# start of Document passage

The outcome of the 2016 presidential election will show that the American political system – as we have known it – will apparently cease to exist. Trump is nothing like those Republican pawns who, along with the puppets of the Democratic party, have spent the last 40 years erecting the facade of American democracy. It really looks like he is ready to make good on the threat he made even prior to the Republican National Convention – to send millions of his supporters into the streets.
Today Trump represents an entirely new party made up of half of the American electorate, and they are ready for action. And whatever the eventual political structure of this new model, this is what is shaping America’s present reality. Moreover, this does not seem like such a unique situation. It rather appears to be the final chapter of some ancient story, in which the convoluted plotlines finally take shape and find resolution.

# end of Document passage

Exercise instructions: In the passage on the 2016 presidential election, what threat did Trump make before the Republican National Convention? The material that comes next has no connection to the passage on the 2016 presidential election.

# start of Entries

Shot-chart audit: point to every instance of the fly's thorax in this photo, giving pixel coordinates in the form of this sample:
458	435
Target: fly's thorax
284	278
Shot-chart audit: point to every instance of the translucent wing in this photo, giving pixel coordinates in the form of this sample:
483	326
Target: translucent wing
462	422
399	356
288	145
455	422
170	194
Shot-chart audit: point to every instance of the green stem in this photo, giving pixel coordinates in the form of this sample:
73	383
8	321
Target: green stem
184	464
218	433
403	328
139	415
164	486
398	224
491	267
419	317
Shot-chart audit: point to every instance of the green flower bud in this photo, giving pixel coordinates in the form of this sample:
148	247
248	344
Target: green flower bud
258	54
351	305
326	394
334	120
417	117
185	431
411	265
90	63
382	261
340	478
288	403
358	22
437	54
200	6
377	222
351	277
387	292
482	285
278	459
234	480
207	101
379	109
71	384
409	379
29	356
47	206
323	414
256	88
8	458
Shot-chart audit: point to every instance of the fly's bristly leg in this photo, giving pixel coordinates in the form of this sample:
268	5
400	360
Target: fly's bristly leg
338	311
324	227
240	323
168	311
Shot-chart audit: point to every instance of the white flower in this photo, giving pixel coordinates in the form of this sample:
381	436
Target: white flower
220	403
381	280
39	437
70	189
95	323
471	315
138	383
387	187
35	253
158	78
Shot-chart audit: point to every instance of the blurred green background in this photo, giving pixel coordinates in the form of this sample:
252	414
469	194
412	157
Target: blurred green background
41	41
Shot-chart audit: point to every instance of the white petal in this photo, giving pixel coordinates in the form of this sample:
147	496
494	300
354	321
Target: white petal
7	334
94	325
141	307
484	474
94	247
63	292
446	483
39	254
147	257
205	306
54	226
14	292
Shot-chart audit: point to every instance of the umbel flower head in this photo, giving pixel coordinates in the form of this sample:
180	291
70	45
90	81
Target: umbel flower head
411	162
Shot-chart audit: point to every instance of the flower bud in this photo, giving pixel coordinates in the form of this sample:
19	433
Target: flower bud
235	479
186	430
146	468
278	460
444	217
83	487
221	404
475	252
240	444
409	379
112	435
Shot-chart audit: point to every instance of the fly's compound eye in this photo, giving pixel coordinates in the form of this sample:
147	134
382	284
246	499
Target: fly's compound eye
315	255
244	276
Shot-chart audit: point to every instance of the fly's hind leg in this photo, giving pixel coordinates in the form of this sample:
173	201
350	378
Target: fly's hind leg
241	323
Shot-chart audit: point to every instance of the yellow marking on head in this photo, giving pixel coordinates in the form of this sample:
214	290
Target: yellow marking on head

# end of Entries

Finished exercise: He threatened to send millions of his supporters into the streets.